• **Prompt**
Please restate exactly the lines of the data below, beginning with the line containing "One marker belongs on each instance of the rope" and ending with the last line.

Start of Working data

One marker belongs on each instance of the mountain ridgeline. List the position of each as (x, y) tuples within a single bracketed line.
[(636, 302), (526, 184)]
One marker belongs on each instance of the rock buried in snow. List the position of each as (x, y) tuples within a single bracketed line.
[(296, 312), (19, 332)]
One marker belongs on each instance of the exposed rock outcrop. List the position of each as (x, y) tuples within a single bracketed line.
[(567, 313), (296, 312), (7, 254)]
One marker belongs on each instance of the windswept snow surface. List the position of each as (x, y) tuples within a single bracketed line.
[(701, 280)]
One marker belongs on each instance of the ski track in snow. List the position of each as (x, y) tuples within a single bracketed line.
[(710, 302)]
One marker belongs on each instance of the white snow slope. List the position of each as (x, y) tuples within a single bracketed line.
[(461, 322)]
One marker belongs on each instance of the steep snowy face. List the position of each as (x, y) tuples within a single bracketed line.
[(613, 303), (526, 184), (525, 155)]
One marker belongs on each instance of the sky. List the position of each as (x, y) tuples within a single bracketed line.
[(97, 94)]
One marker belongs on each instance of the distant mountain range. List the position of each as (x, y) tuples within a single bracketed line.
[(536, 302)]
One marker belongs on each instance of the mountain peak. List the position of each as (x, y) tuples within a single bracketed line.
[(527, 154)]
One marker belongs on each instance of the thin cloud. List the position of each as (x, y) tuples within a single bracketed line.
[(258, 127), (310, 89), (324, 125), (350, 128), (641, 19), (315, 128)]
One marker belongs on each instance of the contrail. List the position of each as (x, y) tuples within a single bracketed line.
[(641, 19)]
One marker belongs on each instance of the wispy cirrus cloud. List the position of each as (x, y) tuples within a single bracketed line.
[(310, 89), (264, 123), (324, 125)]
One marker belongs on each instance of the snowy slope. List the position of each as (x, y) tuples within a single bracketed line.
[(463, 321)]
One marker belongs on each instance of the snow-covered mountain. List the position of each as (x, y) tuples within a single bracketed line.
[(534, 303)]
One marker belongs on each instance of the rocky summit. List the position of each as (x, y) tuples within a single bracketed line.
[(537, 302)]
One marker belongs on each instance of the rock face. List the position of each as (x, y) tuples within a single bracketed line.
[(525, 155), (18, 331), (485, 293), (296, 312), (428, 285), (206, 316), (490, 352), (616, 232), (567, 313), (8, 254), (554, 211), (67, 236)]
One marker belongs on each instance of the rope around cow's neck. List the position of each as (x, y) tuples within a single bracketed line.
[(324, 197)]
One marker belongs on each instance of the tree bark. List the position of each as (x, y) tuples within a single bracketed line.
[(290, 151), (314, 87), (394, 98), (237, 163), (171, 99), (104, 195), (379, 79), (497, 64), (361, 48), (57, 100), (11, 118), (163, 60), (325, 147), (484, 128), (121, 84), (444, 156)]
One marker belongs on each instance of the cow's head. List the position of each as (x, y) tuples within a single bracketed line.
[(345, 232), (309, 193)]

End of Working data

• **Answer section**
One marker belongs on each instance of the rope around cow's neck. List the position of each as (x, y) tuples within a single bracketed line.
[(324, 197)]
One marker belongs on each instance of the tree bark. List the position of each as (x, y) tuples within a single bracketed line.
[(290, 151), (314, 87), (394, 98), (237, 163), (171, 99), (104, 195), (379, 79), (497, 64), (361, 48), (57, 100), (11, 118), (163, 60), (325, 147), (484, 128), (121, 84), (444, 156)]
One marker belongs on each instance of the cow's head. List the position of each as (x, y) tuples within a single bracketed line.
[(345, 232), (309, 193)]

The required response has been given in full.